What to do =>
(A) Translate this sentence from the Martinez Arias Lab page into Spanish: "The patterning of cellular ensembles during embryonic development requires the coordinated activity of a number of signalling pathways."
(B) Write out the part of the Martinez Arias Lab page that opens with the words "The patterning of" and stops after "website at http://www.gen.cam.ac.uk/Research/AMA/)".
(C) Extend the outline of the Martinez Arias Lab past its last sentence.

Document segment =>
######
Contact: Professor A. Martinez Arias
Address:
Department of Genetics, Downing Street,
Cambridge, CB2 3EH, England
Telephone:
+44 1223 766742
Fax: +44 1223 333992
Email: ama11[at]
hermes.cam.ac.uk


Martinez Arias Lab
Laboratory of the Structure and Function of Living Matter

Outline of the lab

Keywords: signal transduction, cytoskeleton, dynamical systems, ES cells

The patterning of cellular ensembles during embryonic development requires the coordinated activity of a number of signalling pathways. These are usually viewed as devices for the linear transfer of information within the cell which converge at the level of their target genes or proteins. However, the precision and robustness of the processes they mediate jointly suggests that they interact at many different levels and that individual component elements of each pathway contribute to information processing networks rather than to parallel processing units. We are interested in underdstanding the organization and functioning of these networks. The laboratory is organized into three small groups which work together in different but complementary aspects of this problem (go to website at http://www.gen.cam.ac.uk/Research/AMA/)
######
Extracted records =>
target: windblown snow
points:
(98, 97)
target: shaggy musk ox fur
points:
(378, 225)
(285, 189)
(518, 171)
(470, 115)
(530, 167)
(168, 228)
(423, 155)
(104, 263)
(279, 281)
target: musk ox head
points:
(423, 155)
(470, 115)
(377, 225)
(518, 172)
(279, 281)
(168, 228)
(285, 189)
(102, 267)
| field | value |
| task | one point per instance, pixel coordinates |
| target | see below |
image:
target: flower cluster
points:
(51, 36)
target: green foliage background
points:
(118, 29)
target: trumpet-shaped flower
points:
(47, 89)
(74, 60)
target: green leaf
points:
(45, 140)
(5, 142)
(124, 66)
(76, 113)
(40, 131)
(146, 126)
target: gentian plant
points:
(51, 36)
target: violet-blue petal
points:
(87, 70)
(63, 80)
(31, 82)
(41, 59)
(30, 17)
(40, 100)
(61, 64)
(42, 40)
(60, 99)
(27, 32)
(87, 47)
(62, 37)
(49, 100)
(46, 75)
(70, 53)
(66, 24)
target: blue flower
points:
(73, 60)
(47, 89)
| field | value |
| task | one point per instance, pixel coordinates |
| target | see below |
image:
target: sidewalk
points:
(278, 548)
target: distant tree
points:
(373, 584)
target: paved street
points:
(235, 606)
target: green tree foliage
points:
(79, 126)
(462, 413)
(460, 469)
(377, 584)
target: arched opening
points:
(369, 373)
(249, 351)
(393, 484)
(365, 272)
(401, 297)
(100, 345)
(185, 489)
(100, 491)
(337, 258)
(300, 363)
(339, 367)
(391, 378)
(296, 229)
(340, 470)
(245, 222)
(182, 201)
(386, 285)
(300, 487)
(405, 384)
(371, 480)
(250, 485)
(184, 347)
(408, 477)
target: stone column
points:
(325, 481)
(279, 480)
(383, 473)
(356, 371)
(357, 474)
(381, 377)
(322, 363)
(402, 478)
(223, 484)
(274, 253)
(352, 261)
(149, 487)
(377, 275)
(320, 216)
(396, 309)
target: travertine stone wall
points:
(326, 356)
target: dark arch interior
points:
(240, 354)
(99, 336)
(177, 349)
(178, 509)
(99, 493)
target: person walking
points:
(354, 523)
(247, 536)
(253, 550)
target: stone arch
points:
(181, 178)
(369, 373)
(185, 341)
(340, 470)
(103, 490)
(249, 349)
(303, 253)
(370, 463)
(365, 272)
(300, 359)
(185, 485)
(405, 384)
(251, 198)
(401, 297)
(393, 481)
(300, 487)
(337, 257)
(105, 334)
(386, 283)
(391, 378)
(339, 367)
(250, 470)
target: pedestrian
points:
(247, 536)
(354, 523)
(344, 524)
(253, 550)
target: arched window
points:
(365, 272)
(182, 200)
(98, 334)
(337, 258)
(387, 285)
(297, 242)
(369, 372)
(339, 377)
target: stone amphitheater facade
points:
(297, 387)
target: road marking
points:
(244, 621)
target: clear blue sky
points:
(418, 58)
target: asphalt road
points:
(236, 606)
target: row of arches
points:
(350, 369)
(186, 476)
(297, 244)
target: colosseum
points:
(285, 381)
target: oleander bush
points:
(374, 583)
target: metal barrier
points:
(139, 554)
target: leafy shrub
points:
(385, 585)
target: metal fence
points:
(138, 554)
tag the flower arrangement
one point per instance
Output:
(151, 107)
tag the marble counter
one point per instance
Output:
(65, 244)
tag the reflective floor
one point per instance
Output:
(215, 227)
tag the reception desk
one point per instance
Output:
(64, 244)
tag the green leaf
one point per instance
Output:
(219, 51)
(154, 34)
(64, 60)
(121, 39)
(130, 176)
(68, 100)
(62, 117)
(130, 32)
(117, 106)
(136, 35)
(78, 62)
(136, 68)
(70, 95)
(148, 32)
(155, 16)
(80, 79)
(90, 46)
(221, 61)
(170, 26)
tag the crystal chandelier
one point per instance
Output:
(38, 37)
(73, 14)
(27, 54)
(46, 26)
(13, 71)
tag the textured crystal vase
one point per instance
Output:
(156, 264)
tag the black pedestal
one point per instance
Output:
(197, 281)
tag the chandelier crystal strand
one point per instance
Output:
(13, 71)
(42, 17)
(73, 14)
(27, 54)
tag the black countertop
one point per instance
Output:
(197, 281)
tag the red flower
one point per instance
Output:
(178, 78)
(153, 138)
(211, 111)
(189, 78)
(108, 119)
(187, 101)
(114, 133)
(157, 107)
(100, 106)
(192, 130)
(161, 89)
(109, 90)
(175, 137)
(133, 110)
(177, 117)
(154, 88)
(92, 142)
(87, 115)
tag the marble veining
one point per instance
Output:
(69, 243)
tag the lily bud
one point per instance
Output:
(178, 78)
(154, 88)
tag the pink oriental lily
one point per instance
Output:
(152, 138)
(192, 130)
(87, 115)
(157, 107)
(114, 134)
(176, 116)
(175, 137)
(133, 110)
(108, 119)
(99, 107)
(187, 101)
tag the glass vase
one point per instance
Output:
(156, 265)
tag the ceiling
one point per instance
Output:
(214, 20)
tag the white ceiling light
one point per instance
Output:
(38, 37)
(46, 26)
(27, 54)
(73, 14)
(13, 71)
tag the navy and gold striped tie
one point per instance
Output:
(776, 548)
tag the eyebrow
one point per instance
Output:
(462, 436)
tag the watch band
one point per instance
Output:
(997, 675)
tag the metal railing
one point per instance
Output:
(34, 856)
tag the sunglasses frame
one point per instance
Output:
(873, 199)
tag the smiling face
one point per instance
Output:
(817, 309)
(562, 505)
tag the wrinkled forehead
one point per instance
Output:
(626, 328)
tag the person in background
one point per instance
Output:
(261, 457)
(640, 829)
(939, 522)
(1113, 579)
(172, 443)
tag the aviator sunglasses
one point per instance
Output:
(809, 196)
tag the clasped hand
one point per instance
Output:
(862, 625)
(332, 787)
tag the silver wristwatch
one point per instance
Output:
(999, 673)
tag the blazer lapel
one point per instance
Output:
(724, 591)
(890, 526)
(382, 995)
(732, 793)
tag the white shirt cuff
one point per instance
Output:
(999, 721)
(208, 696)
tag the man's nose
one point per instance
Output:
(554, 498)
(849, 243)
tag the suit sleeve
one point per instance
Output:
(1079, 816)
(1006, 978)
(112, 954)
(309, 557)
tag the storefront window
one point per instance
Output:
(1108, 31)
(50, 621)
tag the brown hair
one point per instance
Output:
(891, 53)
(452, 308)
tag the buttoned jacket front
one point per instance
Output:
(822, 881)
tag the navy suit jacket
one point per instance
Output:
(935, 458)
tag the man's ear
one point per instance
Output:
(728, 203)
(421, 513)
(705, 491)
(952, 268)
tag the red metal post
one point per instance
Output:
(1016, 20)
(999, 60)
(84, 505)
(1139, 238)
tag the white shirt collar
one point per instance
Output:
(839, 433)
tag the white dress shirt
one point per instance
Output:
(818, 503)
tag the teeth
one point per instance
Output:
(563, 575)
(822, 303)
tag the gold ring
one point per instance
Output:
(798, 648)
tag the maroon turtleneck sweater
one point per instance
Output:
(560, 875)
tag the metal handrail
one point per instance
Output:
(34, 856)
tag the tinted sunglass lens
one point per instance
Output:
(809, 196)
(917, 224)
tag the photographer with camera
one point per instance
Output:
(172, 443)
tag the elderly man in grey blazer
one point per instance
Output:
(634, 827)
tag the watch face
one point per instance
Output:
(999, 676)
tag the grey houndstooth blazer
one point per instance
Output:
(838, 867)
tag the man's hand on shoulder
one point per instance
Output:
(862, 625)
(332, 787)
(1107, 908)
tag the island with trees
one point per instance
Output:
######
Numbered responses =>
(A) La formación de patrones en conjuntos celulares durante el desarrollo embrionario requiere la actividad coordinada de varias vías de señalización.

(B)
The patterning of cellular ensembles during embryonic development requires the coordinated activity of a number of signalling pathways. These are usually viewed as devices for the linear transfer of information within the cell which converge at the level of their target genes or proteins. However, the precision and robustness of the processes they mediate jointly suggests that they interact at many different levels and that individual component elements of each pathway contribute to information processing networks rather than to parallel processing units. We are interested in underdstanding the organization and functioning of these networks. The laboratory is organized into three small groups which work together in different but complementary aspects of this problem (go to website at http://www.gen.cam.ac.uk/Research/AMA/)

(C)
One group studies the way Wnt and Notch signaling organized themselves into a functional module (Wntch) which acts as a 'transistor' in cell fate decisions (http://www.gen.cam.ac.uk/Research/AMA/Pathways.html). At the moment much of this research is focused in Drosophila and makes use of the genetic and cell biological arsenal of this organism to elucidate the modules that connect elements of the two pathways. We are also in the process of extrapolating our observations to Embryonic Stem cells as a much simpler system to analyze the cell biology of the process.

A second group is focused on the role that transcriptional noise plays in development and pattern formation (http://www.gen.cam.ac.uk/Research/AMA/Noise.html). One of the consequences of the studies on Wntch signaling is the realization that noise, phenotypic variability and heterogeneity in an otherwise genetically homogeneous substrate, is an important substrate for pattern formation and that much of the function of Wntch signaling is to filter the noise and obtain deterministic and reproducible patterns at the cellular scale. These studies make use of embryonic stem cells.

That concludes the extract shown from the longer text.